How do I pre-qualify for a loan?
Simple, just give me a call, and we'll either get together face to face or we can talk on the phone. I'll just start asking you a lot of questions that are on the loan application. For example, how's your credit; we can run your credit report with your permission. What do you do for a living; are you salaried or self employed? How much money do you have in the bank? I'll ask all these appropriate questions, and also just talk about who you are and what you're looking for. With all this information, I'll be able to educate you on for what you could actually qualify for a home, and once we've done the prequalify route, you can go out and look for your dream home.

What is a credit report?
A credit report allows me to see everything about you. In simplest terms, I can see all your credit that you have built up over the years and if you are making your payments on time. Your credit report will show me how much credit card debt you have, whether or not you have student loans, if you have a mortgage in the past and if you have made those payments on time. You always want to pull your credit at least once or twice a year.

What is a credit score?
Credit score has really been popular now over the last five or six years. In a nutshell, it's a computer module that basically takes into account your credit and such issues as if you paid on time, how much debt you currently have, how much debt you can actually tap into if you like and if you always made your payments on time.

How will my credit score impact my mortgage loan?
With a credit score, you want the highest one possible, because that's what the banks are looking for. They've done their studies over the years so if your credit score is this and that, you're going to get much better, preferred pricing. So, with that in mind, make sure you pull your credit report at least once or twice a year. If you're seeing your credit score above 700, then you're going to be getting "A" paper pricing from the majority of the institutions that are out there.

How will previous bankruptcy effect my application for a mortgage loan?
Having a bankruptcy its definitely going to effect your application for a mortgage loan. If it's been more than seven years, there's a good chance that with most of the lending institutions out there, there won't be any hit toward your rate. However, if it's less than seven years, you will definitely pay a slight premium to still be able to obtain that mortgage. You're probably going to put a little more money down for a down payment and, at the end of the day, you will pay a higher rate for that bankruptcy.

If we are applying together and my spouse has a higher credit score than I do, will lenders still look at my score?

- - -

**DIRECTIVES:**
1 - Decide whether each statement agrees with the mortgage Q&A, answering yes or no and quoting the words that decide it: (a) a credit score above 700 brings "A" paper pricing from most institutions; (b) the mortgage Q&A advises checking your credit report only once every few years; (c) a bankruptcy from less than seven years ago adds no cost to getting a mortgage.
2 - Write the next part of the mortgage Q&A, picking up from where it stops.

- - -

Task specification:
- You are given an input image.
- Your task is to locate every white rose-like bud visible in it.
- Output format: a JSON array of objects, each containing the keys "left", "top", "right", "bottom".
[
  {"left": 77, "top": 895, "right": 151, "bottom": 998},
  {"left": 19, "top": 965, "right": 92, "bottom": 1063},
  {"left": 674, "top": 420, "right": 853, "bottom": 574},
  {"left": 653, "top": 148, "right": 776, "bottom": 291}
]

- - -

**TASK-BY-TASK OUTPUTS:**
1 -
(a) Yes: "If you're seeing your credit score above 700, then you're going to be getting "A" paper pricing from the majority of the institutions that are out there."
(b) No: "You always want to pull your credit at least once or twice a year."
(c) No: "However, if it's less than seven years, you will definitely pay a slight premium to still be able to obtain that mortgage."

2 -
If you as a couple are applying together, they will still look at your credit rating. But the majority of lenders out there are going to go and use the credit score of whoever is the primary wage-earner in the household.

How can I find out what my credit score is?
The best way is to just give me a call. I can run your credit score. All I need is your name, your social security number, and your current address. With that information, I can send you your credit report. If there are any issues or discrepancies that are on your credit report, then I can work that out with you and get that stuff removed so that when you are looking to purchase your new home, you'll have a perfect credit score by the time you are ready to do so.

How can I improve my credit and FICO score?
One of the best ways to improve your credit and FICO score is to give me a call. I can run your credit report and then use the agency that we work with to help you fix it up. We have a system that's called repad re-score and it will actually say, “Look, if you pay down your debt by $5,000, or if you pay this credit card off, your credit score will be improved by 'x' amount.” So, that would be my recommendation.

Qualifying For Your Home Loan

Do I need a job to qualify for a mortgage loan?
Believe it or not, there are lending institutions out there that will give you a mortgage loan without a job. However, you are definitely going to pay for it with a very high interest rate and, at the end of the day, do you really want to be getting more into debt when you don't have supplemental income coming in to support it? So, yes you can qualify for a mortgage loan without a job; it can be done, but I do not recommend it.

What factors will a lender look to in deciding whether to give me a mortgage?
In deciding whether or not to give you a mortgage, the lenders are going to look at: your income, whether you're salaried or self-employed and what kind of income you're making; assets, how much money you're going to put down for a down payment or how much reserves you have sitting in your bank account; your credit, what your credit score is on the debt you have; and last but not least, the property, what's the value of the property, the location of the property, what kind of mechanical liens are attached to the property, and that kind of thing.

How relevant is my salary to a lender?
Your salary is very relevant to a lender because we take what's called "debt ratios." We take what's called your "Principal, Interest, Taxes and Insurance" divided by your gross income; that's what called your "front-end debt ratio." Your back-end debt ratio is, once again, your PITI plus any monthly debt that you have, and we divide that by your gross income. Those are debt ratios, and they usually need to fall in between 28 to 36. So, yeah, you definitely need to have the income to support the mortgage that you want to obtain.

I am self employed what will lenders accept in place of a pay stub?
Nowadays regarding the self employed individual, the lending institution realized they were missing out on a very large market segment. What I mean by that is most self employed people usually have a lot of expenses to write off, and the lending institution, that underwriter of the bank, are just going to take what's on your tax return down at the bottom; what's called your adjusted gross income. So you might make $500,000, but on your adjusted gross income, it's only going to show you make $50,000. Therefore, if you're self employed, you need to go stated, and once again, most banks nowadays don't hit you very much as far as an interest rate if you have to go down the stated route.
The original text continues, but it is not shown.